DIRECTIONS: Below are the records; retype them exactly and omit each picture.

EXERCISE INPUT:
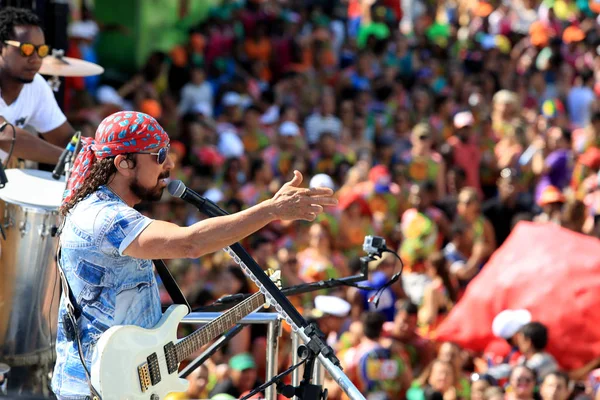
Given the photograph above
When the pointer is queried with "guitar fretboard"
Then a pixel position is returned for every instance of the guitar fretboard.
(208, 332)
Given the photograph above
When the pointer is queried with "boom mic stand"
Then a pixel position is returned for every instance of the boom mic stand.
(226, 302)
(315, 345)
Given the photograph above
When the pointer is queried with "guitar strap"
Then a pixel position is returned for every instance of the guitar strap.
(170, 284)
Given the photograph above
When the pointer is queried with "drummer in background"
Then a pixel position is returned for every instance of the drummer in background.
(25, 97)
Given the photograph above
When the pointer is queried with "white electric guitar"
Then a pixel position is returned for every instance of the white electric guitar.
(130, 362)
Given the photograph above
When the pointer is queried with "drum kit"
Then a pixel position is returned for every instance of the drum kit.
(29, 289)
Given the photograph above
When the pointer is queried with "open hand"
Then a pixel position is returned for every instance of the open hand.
(293, 202)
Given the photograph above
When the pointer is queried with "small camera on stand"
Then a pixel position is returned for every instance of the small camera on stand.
(374, 245)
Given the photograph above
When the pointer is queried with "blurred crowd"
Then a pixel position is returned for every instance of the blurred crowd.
(438, 124)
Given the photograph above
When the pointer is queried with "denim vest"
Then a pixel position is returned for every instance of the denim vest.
(110, 288)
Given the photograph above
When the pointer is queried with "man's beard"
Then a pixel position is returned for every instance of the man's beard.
(145, 194)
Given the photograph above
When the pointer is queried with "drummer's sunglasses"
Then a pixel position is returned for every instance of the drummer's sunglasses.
(27, 49)
(161, 156)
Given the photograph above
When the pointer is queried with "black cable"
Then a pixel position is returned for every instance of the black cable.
(50, 313)
(273, 380)
(375, 298)
(12, 144)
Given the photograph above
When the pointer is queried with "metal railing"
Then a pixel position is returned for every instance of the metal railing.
(273, 322)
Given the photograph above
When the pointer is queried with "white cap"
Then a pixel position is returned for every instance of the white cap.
(507, 323)
(231, 99)
(462, 119)
(203, 108)
(321, 180)
(230, 145)
(332, 305)
(289, 128)
(271, 116)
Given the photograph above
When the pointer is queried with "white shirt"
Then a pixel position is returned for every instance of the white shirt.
(35, 106)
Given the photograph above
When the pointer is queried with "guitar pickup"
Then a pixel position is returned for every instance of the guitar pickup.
(144, 377)
(153, 368)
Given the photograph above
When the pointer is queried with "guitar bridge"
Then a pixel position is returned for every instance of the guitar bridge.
(154, 368)
(144, 377)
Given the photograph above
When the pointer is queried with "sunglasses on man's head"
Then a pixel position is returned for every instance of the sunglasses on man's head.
(161, 155)
(27, 49)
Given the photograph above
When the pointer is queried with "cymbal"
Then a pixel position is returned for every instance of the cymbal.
(68, 66)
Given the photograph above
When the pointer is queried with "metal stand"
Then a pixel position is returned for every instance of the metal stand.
(54, 81)
(306, 389)
(309, 334)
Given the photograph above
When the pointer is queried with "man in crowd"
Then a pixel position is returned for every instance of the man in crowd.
(26, 99)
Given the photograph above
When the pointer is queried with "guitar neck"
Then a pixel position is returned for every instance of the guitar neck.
(208, 332)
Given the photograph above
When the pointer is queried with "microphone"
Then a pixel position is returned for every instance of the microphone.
(178, 189)
(65, 156)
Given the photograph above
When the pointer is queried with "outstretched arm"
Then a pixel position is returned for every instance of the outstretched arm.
(166, 240)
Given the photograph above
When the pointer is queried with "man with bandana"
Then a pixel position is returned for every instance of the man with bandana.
(107, 246)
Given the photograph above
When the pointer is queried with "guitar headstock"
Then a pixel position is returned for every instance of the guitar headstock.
(275, 276)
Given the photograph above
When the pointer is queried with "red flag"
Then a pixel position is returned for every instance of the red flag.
(550, 271)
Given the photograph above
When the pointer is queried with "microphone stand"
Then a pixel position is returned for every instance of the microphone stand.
(315, 345)
(227, 302)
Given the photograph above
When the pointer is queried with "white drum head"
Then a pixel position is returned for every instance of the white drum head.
(33, 187)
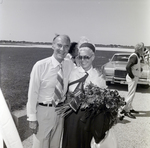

THE ANSWER:
Given the photograph above
When the pointer is queried with "guitar fretboard"
Then a pixel position is returned for every instance of the guitar fretboard.
(208, 332)
Given the photograph above
When the pointer is queried with "boom mic stand"
Then a pixel position is returned for every instance of the boom mic stand.
(226, 302)
(315, 345)
Given the photograph above
When the pointer is queried with "guitar strap"
Then a pixel position is returned for every instance of the guitar strap.
(170, 284)
Given the photograph above
When the pointer is queried with "drummer in background"
Then a pixel position is returned for every instance of the drummer in background.
(25, 97)
Given the photograph above
When the pointer is queried with "white electric guitar"
Then a pixel position is returned for every instance of the white electric guitar.
(130, 362)
Given the photograph above
When the pointer is queried with "drum kit"
Then a pixel position is returned for every instance of the drum kit.
(29, 289)
Given the photograph above
When the pointer is queried with "open hand"
Then a pixel position is returned for every instance of the open hand.
(293, 202)
Given the photograph above
When the pointer is queried with "small camera on stand"
Then a pixel position is returned for every instance of the small camera on stand.
(374, 245)
Given the photograph above
When the pointer is queried with "blurred crowd"
Then a pixel position is returned for every instance of the blurred crowd.
(438, 124)
Given the photograph above
When the pointer is queried with "denim vest"
Then a pixel position is returned for every instance of the denim vest.
(110, 288)
Given the photograph above
When the pointer is queried with "man's beard"
Then a pixel position is returned for every instance of the man's beard.
(145, 194)
Given the photograph above
When the pointer is queried with "drummer's sunglasses"
Then a pixel position is returned for every instance of the drummer's sunglasses.
(27, 49)
(161, 156)
Given the photograph above
When the pointer is queried with "black cable"
Then a pixel position is returned for every instance of the black cable.
(50, 313)
(273, 380)
(375, 298)
(12, 144)
Given the photograph above
When the pointer is queried with "metal railing"
Then a pixel position is returned for every instance of the metal railing.
(273, 322)
Given the photograph above
When the pointer is queried with "white cap"
Then a pixel position is returned for every instance of the white cap.
(507, 323)
(231, 99)
(462, 119)
(203, 108)
(321, 180)
(230, 145)
(332, 305)
(289, 128)
(271, 116)
Given the photograph above
When the pointer is queried with "white shirt"
Then a pixel position is returned for every instance of the white shirt.
(35, 106)
Given the photograph above
When the pointer is queried with "guitar pickup"
Then a pixel position is returned for every instance of the guitar pickup.
(144, 377)
(153, 368)
Given the photograph above
When the pointer is queried with "guitar bridge"
Then a pixel position is returned for every instance of the guitar bridge.
(154, 368)
(144, 377)
Given the photograph above
When the pointer is queried with "sunglasses on man's head"
Then a pixel position is returned for every instance of the sunglasses on man's head.
(161, 155)
(27, 49)
Given the photograph above
When the pointer is queried with "cymbal"
Then a pixel position is returned for every instance of the cymbal.
(68, 66)
Given the photograph above
When the pointer is queried with "metal stand"
Then a pixel position is returned for every instance of the metal stand.
(54, 81)
(306, 389)
(309, 334)
Given the photograph above
When the pointer is queried with "man in crowd"
Then a pixel position is returned for every instance of the man in crowd.
(26, 99)
Given the photograph above
When the pointer is queried with "guitar neck"
Then a pixel position is returned for every instance of the guitar neck.
(208, 332)
Given the photograph above
When the pointer is queried with "microphone"
Then a pixel position is returned for every instance of the microphone.
(178, 189)
(65, 156)
Given the photograph above
When the pointer is queried with "outstretched arm"
Then a pixel position is returned for every instance of the outstretched arm.
(166, 240)
Given the photograph above
When the pointer is queried with "man with bandana"
Then a pixel position is returned for every instance of the man with bandana.
(107, 246)
Given the photograph above
When the pointer is queried with "guitar headstock"
Then a pixel position is returned for every instance of the guitar headstock.
(275, 276)
Given the photograph above
When the pointer is queried with "red flag"
Then a pixel position is returned for every instance of the red flag.
(550, 271)
Given the photograph above
When the pointer is queried with "microphone stand"
Then a pixel position is returned for every instance of the microphone stand.
(315, 345)
(227, 302)
Given the photograph above
When the pointer is queried with "white drum head"
Then a pixel position is returned for every instance of the white drum head.
(33, 187)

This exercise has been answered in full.